- WORK TO DO
• 1. Reproduce the passage on North Korean phone surveillance between "Some residents have" and "daily economic survival.", inclusive, substituting "SIM chips" for "SIM cards".
• 2. According to the passage on North Korean phone surveillance, what was seized in the raid on the trader's home?

- EXCERPT PROVIDED
★ ★ ★ ★ ★
The crackdown traces directly to a specific incident around June 10 in Kusong city. NIA agents intercepted a call between a gold trader and a contact in Ryanggang province. During that call, the trader received a money transfer broker’s contact details and address. Agents then tracked the phone number, investigated the broker first, and subsequently raided the trader’s home without warning. The raid resulted in the seizure of tens of thousands of US dollars in foreign and domestic currency, and authorities detained both the broker and trader in sequence.

News of the arrests spread rapidly throughout North Pyongan province and accelerated existing wariness about communication. Residents now openly state that the NIA monitors every call on both landlines and mobile networks. Furthermore, traders whose businesses depend on phone-based coordination of goods, transport, and payments face a particularly difficult dilemma. Sources describe mobile phones as a time bomb that traders cannot afford to carry yet cannot operate without.

Some residents have attempted to obtain SIM cards registered under other people’s names to evade identification during calls. However, sources warn this workaround offers limited protection because authorities can still trace call content and contacts regardless of the registered identity. Additionally, mobile phones carry an extra risk because authorities can track users by physical location in addition to monitoring conversations directly.

Going forward, the escalating phone surveillance leaves North Korean traders with no reliable solution to protect their communications. Sources indicate the NIA openly warns residents that authorities monitor and record everything. Ultimately, the crackdown threatens to severely disrupt informal trading networks that millions of ordinary North Koreans depend on for their daily economic survival.
★ ★ ★ ★ ★
Records from an annotation dataset:
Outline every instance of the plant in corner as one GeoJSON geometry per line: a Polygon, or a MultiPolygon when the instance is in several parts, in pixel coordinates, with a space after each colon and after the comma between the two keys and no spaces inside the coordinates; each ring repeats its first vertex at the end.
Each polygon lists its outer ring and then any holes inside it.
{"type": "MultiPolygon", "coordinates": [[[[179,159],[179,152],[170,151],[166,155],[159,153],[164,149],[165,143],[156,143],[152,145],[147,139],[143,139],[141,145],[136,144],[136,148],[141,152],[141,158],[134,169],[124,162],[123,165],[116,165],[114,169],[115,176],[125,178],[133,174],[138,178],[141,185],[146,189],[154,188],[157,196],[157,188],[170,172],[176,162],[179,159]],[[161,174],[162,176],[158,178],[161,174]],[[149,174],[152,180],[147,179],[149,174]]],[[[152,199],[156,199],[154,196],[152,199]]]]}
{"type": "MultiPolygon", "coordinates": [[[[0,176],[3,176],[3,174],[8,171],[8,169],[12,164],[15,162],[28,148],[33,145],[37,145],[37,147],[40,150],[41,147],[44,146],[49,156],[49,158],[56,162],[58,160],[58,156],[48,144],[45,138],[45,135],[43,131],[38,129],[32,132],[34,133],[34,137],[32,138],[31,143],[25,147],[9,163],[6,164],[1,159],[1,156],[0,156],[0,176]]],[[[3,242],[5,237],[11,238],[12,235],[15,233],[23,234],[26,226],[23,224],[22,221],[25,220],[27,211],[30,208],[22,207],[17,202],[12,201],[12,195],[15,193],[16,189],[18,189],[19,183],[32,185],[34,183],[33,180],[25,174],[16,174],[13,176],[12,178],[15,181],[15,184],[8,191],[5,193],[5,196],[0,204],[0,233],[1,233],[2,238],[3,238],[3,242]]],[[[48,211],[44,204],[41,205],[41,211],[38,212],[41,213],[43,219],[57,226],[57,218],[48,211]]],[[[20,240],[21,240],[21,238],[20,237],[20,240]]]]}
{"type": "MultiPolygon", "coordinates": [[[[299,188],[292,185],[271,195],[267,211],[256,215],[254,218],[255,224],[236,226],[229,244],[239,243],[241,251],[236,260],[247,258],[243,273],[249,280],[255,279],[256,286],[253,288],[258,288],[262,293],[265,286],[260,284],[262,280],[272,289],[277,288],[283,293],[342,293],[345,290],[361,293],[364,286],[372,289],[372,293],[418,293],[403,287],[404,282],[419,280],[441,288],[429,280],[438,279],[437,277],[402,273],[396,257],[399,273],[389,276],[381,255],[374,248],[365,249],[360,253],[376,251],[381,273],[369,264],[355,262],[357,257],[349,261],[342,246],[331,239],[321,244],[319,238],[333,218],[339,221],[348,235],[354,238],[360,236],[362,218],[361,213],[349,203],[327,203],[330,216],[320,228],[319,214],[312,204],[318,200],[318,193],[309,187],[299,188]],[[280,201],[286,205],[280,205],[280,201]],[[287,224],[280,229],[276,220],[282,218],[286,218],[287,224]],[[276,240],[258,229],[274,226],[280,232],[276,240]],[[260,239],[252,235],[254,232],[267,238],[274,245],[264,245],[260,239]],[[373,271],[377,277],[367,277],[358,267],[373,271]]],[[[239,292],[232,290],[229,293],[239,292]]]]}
★ ★ ★ ★ ★
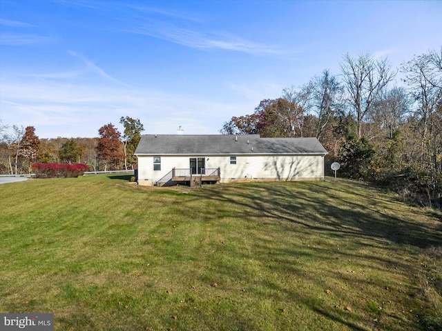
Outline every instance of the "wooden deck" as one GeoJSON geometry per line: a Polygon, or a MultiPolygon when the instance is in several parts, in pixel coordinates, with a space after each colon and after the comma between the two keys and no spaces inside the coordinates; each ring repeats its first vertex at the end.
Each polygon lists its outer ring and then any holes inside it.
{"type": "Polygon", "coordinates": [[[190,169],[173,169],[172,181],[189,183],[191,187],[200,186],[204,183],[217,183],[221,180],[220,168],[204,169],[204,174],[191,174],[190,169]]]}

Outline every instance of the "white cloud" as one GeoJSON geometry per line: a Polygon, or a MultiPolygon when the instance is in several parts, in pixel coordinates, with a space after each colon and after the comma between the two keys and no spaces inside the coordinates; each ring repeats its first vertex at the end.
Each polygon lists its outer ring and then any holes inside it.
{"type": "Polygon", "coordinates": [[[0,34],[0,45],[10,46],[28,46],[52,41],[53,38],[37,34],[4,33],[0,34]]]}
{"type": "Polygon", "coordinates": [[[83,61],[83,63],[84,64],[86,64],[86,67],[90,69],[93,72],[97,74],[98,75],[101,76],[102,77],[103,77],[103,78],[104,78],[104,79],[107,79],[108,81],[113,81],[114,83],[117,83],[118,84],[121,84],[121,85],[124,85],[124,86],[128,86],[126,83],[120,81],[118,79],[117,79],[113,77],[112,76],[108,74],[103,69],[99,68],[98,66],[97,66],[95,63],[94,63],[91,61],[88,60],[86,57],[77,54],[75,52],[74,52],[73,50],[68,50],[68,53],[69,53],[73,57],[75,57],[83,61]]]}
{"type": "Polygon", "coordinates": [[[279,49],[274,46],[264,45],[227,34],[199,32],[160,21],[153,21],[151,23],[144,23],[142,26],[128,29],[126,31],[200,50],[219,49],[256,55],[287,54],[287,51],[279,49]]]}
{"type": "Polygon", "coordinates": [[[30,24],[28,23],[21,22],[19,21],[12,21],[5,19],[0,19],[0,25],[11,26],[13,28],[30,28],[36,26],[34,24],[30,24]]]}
★ ★ ★ ★ ★
- THE SOLUTIONS
• 1.
Some residents have attempted to obtain SIM chips registered under other people’s names to evade identification during calls. However, sources warn this workaround offers limited protection because authorities can still trace call content and contacts regardless of the registered identity. Additionally, mobile phones carry an extra risk because authorities can track users by physical location in addition to monitoring conversations directly.

Going forward, the escalating phone surveillance leaves North Korean traders with no reliable solution to protect their communications. Sources indicate the NIA openly warns residents that authorities monitor and record everything. Ultimately, the crackdown threatens to severely disrupt informal trading networks that millions of ordinary North Koreans depend on for their daily economic survival.

• 2. Tens of thousands of US dollars in foreign and domestic currency.